Fragmento del texto:
★ ★ ★ ★

enseñaba la tarjeta del hotel para dar apoyatura a mi demanda, se empeñaban,
tercos como mulas, en contestarme en alemán. Con lo que aquello se transformó
en una sucesión de diálogos absurdos e inútiles, tipo PP-PSOE, que me hicieron
pasar de la intranquilidad a la cólera. Aguantaba la enésima perorata teutona,
esta vez de un señor de complexión desmesurada que al utilizar las consonantes
fricativas transformaba su boca en nebulizador, y a punto de perder la
paciencia mientras juraba en arameo españolizado, cuando un porteño, culto y
buen conversador, me rescató de la sevicia lingüística, acompañándome hasta la
puerta del hotel.
A
la mañana siguiente tuve otro encontronazo, éste más deprimente, con la idiosincrasia
nativa. Iba camino de la estación. 50 o 60 metros delante de mí, dos ancianas
menudas, frágiles, caminaban con pasos inseguros. En eso, una de ellas tropezó
con los raíles del tranvía y quedó tumbada sobre los adoquines. Su compañera
intentaba levantarla, pero no tenía fuerzas para hacerlo. Tardé en reaccionar
porque me quedé pasmado de asombro viendo que, junto a ellas, pasaron varias
personas, 8 o 10, mujeres y hombres, que se limitaron a mirarlas mientras
continuaban camino sin prestarles auxilio. Recuperado del estupor, eché a
correr y levanté a la pobre mujer que, lloriqueando, mostró su agradecimiento
dándome dos besos tan livianos como ella. Es hoy, y todavía soy incapaz de
entender cómo la gente que pasó a su lado, tan elegante, tan chic, pudo actuar
de la manera gélida que lo hizo. A lo mejor es que, en vez de corazón, tenían
un reloj de cuco.

★ ★ ★ ★

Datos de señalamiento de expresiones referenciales
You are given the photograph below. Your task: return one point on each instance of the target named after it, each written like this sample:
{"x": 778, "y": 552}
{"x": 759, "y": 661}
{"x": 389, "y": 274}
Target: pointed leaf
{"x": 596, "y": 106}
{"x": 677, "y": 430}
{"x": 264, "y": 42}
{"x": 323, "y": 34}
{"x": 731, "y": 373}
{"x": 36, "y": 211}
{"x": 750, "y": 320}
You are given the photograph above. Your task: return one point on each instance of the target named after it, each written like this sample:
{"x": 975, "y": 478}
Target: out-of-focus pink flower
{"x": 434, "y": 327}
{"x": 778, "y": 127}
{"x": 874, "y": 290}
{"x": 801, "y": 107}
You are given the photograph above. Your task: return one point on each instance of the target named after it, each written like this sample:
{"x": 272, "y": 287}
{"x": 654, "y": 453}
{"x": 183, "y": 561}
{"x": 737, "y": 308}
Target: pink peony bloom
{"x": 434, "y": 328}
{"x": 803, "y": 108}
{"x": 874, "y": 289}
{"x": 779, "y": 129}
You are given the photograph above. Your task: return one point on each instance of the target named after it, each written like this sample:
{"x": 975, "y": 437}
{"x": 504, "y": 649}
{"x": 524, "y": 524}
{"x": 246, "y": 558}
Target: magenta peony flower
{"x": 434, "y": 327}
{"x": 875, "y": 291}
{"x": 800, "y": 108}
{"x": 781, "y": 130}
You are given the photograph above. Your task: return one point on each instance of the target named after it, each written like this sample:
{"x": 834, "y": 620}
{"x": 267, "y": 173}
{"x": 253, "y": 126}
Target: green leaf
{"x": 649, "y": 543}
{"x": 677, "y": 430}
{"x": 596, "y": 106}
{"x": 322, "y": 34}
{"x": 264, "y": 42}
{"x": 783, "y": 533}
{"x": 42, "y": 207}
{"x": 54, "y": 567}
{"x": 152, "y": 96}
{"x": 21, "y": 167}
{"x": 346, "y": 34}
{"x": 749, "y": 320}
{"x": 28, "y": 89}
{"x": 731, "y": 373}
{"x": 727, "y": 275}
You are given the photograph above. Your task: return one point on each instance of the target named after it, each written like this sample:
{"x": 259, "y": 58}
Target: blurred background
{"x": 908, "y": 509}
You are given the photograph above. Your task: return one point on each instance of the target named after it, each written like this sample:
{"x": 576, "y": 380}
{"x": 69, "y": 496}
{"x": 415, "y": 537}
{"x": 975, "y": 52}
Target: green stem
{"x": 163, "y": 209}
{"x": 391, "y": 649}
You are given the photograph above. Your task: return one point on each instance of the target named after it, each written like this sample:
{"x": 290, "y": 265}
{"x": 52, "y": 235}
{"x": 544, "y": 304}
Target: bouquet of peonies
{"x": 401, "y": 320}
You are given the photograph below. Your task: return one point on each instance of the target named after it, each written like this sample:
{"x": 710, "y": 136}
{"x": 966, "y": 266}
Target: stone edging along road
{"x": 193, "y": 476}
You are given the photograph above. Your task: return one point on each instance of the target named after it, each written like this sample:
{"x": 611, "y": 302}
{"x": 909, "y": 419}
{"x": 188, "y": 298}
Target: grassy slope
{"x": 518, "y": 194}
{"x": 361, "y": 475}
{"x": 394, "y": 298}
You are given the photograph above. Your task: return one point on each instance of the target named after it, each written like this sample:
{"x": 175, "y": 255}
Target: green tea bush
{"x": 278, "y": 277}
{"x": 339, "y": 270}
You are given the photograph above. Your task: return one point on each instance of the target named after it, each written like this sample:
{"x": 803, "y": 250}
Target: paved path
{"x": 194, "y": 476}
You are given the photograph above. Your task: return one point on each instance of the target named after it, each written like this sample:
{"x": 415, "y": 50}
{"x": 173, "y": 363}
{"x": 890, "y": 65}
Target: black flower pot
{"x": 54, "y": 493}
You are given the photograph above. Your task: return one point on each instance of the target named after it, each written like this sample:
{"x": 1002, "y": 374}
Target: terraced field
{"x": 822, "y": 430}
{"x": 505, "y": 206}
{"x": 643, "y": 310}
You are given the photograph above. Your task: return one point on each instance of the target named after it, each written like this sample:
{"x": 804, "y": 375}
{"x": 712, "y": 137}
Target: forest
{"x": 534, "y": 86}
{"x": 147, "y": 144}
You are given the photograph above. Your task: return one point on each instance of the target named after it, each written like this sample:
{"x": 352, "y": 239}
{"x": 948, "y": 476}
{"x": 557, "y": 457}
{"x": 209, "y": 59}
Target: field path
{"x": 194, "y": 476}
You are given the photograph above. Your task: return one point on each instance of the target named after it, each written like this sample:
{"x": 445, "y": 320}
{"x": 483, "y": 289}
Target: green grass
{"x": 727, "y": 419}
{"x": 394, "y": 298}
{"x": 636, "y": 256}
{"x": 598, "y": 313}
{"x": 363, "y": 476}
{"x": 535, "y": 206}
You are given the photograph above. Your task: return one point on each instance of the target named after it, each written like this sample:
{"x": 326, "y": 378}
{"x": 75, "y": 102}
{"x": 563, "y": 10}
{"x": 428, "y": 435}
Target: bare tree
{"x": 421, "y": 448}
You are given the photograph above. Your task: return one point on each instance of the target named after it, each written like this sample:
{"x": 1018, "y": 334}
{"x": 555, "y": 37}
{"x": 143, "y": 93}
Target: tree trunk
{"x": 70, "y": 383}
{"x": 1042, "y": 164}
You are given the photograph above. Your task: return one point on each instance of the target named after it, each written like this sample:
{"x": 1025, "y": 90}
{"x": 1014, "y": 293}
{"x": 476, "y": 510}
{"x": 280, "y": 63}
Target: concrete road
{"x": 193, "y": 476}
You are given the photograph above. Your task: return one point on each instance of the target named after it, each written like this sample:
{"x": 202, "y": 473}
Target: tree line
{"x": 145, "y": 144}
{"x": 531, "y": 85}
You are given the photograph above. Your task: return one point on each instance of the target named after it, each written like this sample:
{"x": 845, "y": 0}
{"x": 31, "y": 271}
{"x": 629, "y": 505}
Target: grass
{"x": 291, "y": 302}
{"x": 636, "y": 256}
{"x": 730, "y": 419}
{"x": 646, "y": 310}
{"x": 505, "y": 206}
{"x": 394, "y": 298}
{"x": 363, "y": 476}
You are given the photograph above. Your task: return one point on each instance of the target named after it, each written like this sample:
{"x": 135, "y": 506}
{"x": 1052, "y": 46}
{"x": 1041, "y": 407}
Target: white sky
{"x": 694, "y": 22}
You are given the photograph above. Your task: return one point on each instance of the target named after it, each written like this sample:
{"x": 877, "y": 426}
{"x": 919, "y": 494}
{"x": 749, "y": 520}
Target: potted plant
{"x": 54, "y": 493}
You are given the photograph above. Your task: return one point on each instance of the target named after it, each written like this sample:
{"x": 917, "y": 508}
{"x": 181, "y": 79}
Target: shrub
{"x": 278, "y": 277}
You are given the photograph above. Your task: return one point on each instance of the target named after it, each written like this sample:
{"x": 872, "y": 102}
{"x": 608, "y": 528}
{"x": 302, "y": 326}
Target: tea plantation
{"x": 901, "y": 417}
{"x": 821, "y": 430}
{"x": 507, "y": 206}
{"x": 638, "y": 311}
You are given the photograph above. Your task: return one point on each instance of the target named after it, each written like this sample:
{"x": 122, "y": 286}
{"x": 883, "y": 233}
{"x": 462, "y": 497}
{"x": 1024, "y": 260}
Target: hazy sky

★ ★ ★ ★

Qué debes hacer:
Di si cada afirmación concuerda con el fragmento. Contesta sí o no y cita literalmente las palabras del fragmento que lo deciden.
1. Un porteño acompañó a quien narra hasta la puerta del hotel.
2. Las personas que pasaron junto a las ancianas las ayudaron.
3. La anciana que cayó tropezó con los raíles del tranvía.

Solución del problema:
1. Sí: «un porteño, culto y buen conversador, me rescató de la sevicia lingüística, acompañándome hasta la puerta del hotel».
2. No: «se limitaron a mirarlas mientras continuaban camino sin prestarles auxilio».
3. Sí: «una de ellas tropezó con los raíles del tranvía».